Data provided:

»»

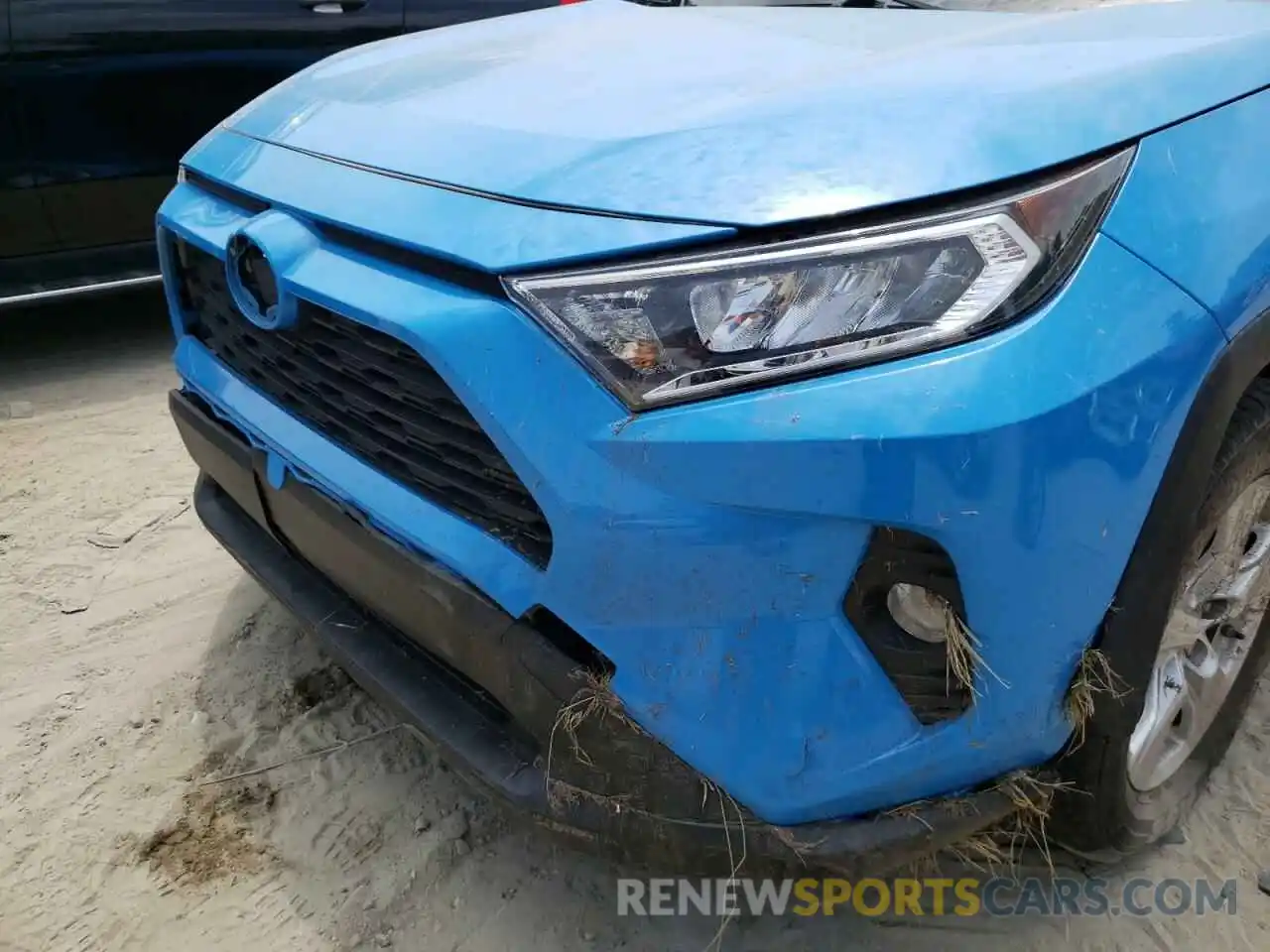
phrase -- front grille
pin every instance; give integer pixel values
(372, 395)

««
»»

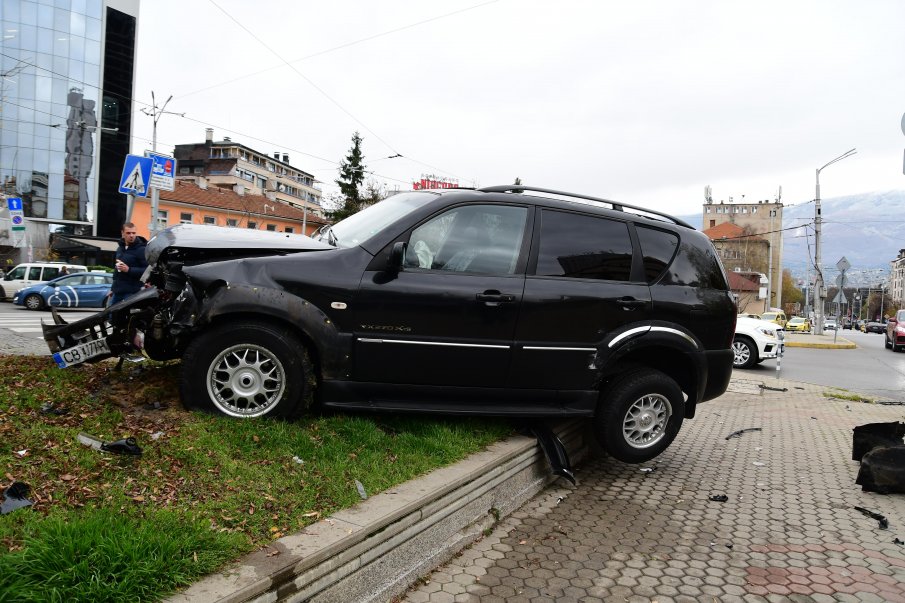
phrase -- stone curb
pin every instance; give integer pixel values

««

Given problem:
Locate each line in the entries above that contains the word "phrase" and copy those lines.

Answer for this exercise:
phrase -- front grille
phrase -- stone curb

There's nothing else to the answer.